* _DATASET ENTRIES_:
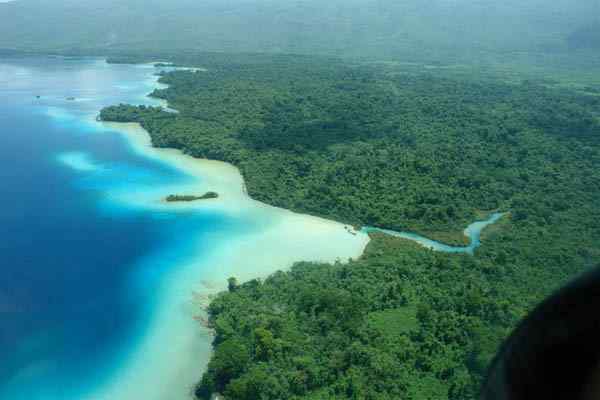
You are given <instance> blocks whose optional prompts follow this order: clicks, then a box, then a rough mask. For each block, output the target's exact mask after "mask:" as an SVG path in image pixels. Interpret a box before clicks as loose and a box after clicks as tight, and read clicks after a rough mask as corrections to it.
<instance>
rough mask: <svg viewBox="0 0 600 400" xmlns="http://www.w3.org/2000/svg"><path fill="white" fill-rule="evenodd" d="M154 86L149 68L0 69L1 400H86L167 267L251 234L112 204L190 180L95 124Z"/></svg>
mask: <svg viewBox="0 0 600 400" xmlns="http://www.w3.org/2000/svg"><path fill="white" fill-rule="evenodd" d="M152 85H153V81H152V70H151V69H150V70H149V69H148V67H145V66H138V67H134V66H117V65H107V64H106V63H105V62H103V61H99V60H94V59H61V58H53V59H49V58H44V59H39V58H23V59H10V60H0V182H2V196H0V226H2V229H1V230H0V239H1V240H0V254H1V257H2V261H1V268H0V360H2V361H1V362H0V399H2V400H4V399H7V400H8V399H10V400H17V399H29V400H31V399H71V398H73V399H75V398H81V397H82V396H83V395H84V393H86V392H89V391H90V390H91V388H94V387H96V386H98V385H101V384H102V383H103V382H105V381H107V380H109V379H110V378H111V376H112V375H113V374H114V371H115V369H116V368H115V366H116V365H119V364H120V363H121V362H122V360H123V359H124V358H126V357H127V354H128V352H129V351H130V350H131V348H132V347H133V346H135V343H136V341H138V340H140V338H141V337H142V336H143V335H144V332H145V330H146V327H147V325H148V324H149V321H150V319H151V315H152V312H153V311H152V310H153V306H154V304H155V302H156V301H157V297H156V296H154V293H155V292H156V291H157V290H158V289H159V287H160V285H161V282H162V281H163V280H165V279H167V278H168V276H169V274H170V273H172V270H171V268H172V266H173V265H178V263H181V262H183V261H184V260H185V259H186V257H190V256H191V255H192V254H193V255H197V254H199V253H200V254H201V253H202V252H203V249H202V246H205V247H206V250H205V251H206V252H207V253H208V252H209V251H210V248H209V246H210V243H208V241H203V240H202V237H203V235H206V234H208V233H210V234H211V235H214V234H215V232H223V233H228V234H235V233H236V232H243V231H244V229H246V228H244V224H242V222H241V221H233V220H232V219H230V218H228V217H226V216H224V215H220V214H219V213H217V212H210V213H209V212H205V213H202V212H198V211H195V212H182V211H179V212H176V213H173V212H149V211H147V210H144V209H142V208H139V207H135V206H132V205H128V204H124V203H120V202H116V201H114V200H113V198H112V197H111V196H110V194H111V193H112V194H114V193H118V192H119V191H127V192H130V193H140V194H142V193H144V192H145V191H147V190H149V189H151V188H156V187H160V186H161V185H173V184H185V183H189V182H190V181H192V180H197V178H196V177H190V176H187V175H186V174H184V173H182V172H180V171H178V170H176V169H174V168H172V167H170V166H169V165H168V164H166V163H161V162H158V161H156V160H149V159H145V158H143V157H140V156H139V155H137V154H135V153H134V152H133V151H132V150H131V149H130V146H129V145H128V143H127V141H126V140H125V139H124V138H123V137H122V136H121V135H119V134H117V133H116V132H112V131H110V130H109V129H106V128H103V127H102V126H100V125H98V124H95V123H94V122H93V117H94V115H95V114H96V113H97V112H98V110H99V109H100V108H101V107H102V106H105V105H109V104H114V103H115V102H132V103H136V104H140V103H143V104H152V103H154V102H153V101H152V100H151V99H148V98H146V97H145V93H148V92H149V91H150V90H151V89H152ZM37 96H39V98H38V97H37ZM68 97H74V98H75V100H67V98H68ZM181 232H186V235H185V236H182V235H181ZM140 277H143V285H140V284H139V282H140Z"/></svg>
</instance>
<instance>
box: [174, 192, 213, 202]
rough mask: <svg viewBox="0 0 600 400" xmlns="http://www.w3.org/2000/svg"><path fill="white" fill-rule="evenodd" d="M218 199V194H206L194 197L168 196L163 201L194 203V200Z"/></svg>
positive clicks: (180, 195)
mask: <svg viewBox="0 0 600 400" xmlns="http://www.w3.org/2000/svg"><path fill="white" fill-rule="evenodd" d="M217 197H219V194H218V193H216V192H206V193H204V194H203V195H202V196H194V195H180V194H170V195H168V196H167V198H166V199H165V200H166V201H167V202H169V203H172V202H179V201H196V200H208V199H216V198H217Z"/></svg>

--

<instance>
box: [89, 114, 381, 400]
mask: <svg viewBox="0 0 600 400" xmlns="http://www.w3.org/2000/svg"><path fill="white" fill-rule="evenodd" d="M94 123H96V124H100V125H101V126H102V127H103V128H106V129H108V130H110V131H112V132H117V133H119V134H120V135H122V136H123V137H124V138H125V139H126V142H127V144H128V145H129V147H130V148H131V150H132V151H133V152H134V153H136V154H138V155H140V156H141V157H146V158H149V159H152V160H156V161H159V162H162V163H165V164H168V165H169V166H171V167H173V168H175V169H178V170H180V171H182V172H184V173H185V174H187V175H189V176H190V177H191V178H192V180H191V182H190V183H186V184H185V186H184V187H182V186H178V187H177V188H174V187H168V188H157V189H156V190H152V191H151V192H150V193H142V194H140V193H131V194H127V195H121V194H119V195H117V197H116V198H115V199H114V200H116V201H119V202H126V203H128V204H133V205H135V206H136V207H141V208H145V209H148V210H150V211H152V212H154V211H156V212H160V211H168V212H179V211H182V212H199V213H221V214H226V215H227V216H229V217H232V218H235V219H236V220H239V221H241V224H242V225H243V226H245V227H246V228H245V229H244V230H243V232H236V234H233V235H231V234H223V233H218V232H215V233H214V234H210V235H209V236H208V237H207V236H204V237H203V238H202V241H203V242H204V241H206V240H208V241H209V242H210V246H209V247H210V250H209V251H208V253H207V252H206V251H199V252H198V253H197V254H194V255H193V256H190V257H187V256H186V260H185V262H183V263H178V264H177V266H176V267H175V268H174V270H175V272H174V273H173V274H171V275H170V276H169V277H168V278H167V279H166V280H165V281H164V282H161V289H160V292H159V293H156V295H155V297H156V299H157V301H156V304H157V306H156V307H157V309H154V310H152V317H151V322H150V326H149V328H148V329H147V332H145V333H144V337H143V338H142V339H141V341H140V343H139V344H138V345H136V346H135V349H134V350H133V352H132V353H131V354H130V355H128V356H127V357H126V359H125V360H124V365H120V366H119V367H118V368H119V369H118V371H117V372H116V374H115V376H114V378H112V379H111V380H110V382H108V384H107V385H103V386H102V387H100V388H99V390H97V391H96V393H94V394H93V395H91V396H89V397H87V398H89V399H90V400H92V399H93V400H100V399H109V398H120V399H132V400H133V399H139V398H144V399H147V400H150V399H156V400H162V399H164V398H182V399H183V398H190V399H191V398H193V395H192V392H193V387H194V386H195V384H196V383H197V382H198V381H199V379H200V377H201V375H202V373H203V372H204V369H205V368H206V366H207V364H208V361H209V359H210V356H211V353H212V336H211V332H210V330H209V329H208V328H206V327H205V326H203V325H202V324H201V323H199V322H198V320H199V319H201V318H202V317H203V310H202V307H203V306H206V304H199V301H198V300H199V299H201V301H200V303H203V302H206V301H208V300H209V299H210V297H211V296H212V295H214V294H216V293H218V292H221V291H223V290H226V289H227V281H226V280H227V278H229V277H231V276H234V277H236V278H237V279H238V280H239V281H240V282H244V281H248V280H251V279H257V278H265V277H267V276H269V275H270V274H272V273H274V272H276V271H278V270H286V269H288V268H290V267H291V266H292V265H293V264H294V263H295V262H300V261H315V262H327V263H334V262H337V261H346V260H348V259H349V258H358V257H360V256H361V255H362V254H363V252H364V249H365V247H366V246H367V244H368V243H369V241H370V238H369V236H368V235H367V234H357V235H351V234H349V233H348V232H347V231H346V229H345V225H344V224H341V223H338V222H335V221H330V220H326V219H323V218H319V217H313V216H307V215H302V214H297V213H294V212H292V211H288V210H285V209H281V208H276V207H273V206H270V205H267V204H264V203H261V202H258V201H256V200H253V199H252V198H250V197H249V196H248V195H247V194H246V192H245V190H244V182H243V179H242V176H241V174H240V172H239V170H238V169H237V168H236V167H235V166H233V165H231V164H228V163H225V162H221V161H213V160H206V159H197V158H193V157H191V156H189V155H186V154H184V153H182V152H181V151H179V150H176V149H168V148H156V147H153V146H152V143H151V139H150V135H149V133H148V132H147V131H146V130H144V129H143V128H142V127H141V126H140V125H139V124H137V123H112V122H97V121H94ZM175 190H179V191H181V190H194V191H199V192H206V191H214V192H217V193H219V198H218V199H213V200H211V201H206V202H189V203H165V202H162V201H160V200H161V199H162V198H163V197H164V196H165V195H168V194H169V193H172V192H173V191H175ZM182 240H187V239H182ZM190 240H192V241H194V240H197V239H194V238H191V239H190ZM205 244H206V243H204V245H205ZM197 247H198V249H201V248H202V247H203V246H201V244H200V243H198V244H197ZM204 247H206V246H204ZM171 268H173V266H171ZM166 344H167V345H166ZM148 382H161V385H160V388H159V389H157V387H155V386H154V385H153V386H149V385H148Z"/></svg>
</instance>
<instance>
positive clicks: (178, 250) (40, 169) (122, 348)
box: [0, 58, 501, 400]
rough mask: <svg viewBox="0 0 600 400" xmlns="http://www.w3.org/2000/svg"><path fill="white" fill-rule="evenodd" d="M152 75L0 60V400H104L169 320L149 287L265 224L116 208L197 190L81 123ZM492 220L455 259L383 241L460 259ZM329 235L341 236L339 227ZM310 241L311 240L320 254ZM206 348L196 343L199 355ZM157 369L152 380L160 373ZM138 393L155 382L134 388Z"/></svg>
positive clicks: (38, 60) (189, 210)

* * *

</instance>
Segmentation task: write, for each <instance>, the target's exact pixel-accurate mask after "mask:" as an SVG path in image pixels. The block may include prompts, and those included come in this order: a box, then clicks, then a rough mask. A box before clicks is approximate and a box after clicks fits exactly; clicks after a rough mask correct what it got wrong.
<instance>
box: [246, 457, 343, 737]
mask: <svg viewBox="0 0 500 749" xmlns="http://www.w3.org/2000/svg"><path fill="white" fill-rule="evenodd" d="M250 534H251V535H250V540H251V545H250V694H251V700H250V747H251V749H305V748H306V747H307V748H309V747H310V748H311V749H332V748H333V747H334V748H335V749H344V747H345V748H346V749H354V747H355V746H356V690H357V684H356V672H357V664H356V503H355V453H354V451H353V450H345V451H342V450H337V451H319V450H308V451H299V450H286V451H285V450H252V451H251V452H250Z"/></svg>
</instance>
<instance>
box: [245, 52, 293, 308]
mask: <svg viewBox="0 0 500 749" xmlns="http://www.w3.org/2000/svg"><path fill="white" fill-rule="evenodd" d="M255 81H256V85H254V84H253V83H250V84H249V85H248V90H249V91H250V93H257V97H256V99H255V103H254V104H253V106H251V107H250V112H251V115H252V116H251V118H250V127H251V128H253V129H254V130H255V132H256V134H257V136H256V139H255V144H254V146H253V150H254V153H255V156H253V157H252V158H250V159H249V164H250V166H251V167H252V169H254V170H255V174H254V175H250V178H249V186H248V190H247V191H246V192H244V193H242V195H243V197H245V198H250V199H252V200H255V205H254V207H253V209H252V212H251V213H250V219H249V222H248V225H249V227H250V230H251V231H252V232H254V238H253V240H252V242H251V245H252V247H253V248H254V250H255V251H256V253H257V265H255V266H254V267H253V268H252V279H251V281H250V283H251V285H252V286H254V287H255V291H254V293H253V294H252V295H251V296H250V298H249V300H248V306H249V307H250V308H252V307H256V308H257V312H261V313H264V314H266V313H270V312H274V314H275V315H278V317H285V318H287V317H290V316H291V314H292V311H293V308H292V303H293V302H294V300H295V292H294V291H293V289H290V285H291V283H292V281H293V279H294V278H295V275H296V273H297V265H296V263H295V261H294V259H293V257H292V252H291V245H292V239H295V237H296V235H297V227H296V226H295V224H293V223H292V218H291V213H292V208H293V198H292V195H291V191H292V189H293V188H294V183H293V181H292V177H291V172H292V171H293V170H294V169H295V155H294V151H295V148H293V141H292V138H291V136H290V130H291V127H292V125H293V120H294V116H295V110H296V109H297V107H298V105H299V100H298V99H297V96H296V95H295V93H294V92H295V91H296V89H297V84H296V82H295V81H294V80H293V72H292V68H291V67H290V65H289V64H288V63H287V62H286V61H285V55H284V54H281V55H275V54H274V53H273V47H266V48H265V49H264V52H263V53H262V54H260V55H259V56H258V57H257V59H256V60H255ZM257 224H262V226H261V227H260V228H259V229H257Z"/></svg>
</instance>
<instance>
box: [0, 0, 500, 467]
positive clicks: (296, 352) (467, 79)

* _WHAT YOU ARE ASKED TO DO_:
Within the listing above, locate the line containing "box: [0, 58, 501, 400]" and the line containing "positive clicks: (38, 60) (189, 210)". Reproduce those two lines and all lines between them exactly, with nothing added.

* _RESPONSE AREA_:
box: [0, 58, 501, 400]
rough mask: <svg viewBox="0 0 600 400" xmlns="http://www.w3.org/2000/svg"><path fill="white" fill-rule="evenodd" d="M152 75L0 60V400H104L169 320L149 287L265 224L116 208L197 190L81 123ZM492 220L455 259L383 241L460 259ZM329 235L341 236L339 227ZM310 241L311 240L320 254ZM206 348L196 343L199 355ZM157 369L152 380L160 373ZM138 393L155 382L134 388Z"/></svg>
positive clicks: (38, 60) (189, 210)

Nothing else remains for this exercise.